What the task asks | Could you please retype all of the data below exactly?

Supplied data |
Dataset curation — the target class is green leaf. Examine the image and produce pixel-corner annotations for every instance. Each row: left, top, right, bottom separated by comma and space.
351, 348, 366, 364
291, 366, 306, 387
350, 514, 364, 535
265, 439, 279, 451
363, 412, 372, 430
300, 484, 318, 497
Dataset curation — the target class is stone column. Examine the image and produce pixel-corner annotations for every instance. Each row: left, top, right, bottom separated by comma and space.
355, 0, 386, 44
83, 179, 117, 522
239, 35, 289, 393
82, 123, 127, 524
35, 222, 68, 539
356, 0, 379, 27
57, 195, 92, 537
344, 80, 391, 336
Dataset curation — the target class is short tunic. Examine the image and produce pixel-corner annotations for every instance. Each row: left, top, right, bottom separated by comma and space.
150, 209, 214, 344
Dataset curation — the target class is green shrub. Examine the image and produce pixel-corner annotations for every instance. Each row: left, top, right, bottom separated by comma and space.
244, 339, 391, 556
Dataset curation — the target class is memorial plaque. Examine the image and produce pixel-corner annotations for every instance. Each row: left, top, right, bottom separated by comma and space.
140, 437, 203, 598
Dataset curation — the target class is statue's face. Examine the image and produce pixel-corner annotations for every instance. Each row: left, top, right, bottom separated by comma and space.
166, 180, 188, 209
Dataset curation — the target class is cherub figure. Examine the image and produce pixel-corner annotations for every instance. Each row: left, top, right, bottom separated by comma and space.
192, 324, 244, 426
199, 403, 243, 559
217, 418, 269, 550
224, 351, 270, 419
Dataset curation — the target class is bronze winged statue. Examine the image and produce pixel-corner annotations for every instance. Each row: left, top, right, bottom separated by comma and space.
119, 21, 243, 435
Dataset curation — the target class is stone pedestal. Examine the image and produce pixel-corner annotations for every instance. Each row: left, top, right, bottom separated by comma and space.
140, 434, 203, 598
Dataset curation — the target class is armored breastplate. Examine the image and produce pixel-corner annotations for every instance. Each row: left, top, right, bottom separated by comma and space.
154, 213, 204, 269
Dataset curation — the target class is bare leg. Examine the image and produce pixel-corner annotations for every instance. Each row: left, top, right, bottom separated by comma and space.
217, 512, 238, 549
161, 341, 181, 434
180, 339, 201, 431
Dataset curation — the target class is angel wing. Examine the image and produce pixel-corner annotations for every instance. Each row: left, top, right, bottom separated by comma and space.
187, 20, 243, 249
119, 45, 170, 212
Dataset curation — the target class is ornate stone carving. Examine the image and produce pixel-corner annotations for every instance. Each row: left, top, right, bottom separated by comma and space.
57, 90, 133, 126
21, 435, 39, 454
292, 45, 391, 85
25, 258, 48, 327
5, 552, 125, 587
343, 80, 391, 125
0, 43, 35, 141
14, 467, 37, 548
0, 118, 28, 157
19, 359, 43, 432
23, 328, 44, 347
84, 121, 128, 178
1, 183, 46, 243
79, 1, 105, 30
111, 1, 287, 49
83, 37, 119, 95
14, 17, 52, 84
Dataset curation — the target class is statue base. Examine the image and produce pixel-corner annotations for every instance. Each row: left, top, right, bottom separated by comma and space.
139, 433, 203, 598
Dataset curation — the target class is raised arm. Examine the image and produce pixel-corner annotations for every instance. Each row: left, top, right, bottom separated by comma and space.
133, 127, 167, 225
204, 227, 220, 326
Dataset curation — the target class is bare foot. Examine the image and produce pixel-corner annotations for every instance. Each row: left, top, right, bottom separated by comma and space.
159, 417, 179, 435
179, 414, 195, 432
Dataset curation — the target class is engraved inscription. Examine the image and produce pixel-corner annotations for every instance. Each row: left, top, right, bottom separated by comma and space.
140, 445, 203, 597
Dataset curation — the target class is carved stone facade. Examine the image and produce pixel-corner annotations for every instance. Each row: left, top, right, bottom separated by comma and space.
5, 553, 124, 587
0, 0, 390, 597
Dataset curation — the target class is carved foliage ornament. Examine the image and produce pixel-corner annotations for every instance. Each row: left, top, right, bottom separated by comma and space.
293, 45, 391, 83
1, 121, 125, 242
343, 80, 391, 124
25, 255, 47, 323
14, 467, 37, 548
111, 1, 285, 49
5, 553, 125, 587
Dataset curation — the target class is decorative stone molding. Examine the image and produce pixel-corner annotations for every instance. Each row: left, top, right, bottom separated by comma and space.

Answer box |
Dataset curation — the target class is green leaf. Examine the image and produce pixel-corner annotations for every instance. Each row: left, top, right, bottom separated by comma and space.
351, 348, 366, 364
291, 366, 306, 387
350, 514, 364, 535
265, 439, 279, 451
363, 412, 372, 430
300, 484, 318, 497
Dataset curation — the target class is stone column. Examine the image and produce pixel-corner annotations for every instance. Each row: left, top, right, bottom separated by comma and space.
355, 0, 386, 44
83, 179, 117, 522
239, 35, 289, 393
82, 123, 127, 524
35, 222, 68, 539
356, 0, 379, 27
57, 195, 92, 537
344, 80, 391, 336
Dataset curation — the target class is short tunic. Examine the image and produce pixel-corner annotations for every instance. Each row: left, top, right, bottom separated by comma and space.
150, 209, 214, 344
Dataset curation — the target class is green shrub. Examine the image and produce pixel-corner annotations for every instance. Each row: left, top, right, bottom separated by comma and space.
244, 339, 391, 556
Dataset curation — the target class is memorial plaque. Examine the image and produce pixel-corner annotations for every instance. Each row: left, top, right, bottom separated by comma and space.
140, 437, 203, 598
Dataset curation — the target class is statue's face. Examine the image and produce pixel-corner annotations for every instance. Each row: left, top, right, bottom separated by comma and space.
166, 180, 188, 209
Dataset curation — the target class is cherub figure. Examine the image and produce pixel-corner annotations for every instance. Each row: left, top, right, bottom separated by comma and space.
192, 324, 244, 426
199, 403, 243, 559
217, 418, 269, 550
224, 351, 270, 419
Dataset curation — the target class is bronze winged statue. Examine the image and produce pixel-corner annotations for every instance. Each row: left, top, right, bottom separated by comma and space.
119, 21, 243, 435
Dataset curation — the target class is stone pedestal. Examine the image and produce pixel-corner annotations for every instance. Each row: left, top, right, bottom separated by comma and space.
140, 434, 203, 598
Dataset curation — the target class is armored breastplate. Examine the image and produce pixel-corner annotations for every instance. Each row: left, top, right, bottom separated by comma and space.
154, 213, 204, 269
Dataset curation — the target class is bare leg. Examine the image and produce pixel-corner annotations for every instance. Each row: left, top, right, bottom separated by comma and space.
217, 512, 238, 549
161, 341, 181, 434
180, 339, 201, 431
Dataset curation — the target class is angel wing. Examine the image and produce pixel-corner annotations for every instance. Each row: left, top, right, bottom separated by comma and space.
187, 20, 243, 249
119, 45, 170, 212
Dataset curation — the target class is ornate stone carving. Examine the image and produce pixel-corner annotations for every instance. Each row: left, top, right, bottom separated by comma and space.
57, 90, 133, 126
21, 435, 39, 454
292, 45, 391, 85
25, 258, 48, 327
5, 552, 125, 587
343, 80, 391, 125
0, 43, 35, 141
14, 467, 37, 548
0, 118, 28, 157
19, 359, 43, 432
23, 328, 44, 347
84, 121, 128, 178
1, 183, 46, 243
79, 1, 105, 30
111, 1, 287, 49
83, 37, 119, 95
14, 17, 52, 84
Dataset curation — the target class is statue base. Examine the image and produce pixel-corner annotations for every instance. Each row: left, top, right, bottom separated by comma and space.
139, 433, 203, 598
Dataset curation — the target class is raised arm. Examine the image and produce pixel-corner annotations for every instance. Each row: left, top, right, bottom separated by comma and space.
133, 127, 167, 225
204, 227, 220, 326
Dataset curation — the target class is bare foot. Examine the image and produce pixel-corner annotations for every instance. Each row: left, top, right, bottom separated by comma and space.
159, 417, 179, 435
179, 414, 195, 432
Dataset curation — the target class is engraved inscription. Examine the image and produce pixel-corner annotations for every instance. Each row: left, top, right, bottom separated by comma and space.
140, 445, 203, 597
Dataset curation — the target class is carved stone facade. Examine the image and produce pixel-corner annotations for every instance. Each row: left, top, right, bottom separated by comma and space.
5, 553, 124, 587
0, 0, 390, 597
Dataset curation — the target class is carved foliage ornament. Examine the image and produce pixel-corner annotations for every instance. Each row: left, top, right, bottom separated by comma and space.
293, 45, 391, 83
1, 121, 125, 242
343, 80, 391, 124
25, 255, 47, 323
14, 467, 37, 548
111, 1, 285, 49
5, 553, 125, 587
Dataset curation — the target class is decorative stone molding. Examine the image and produce pixel-corner annotations for every instance. Each row: left, top, right, bottom separated by comma and space.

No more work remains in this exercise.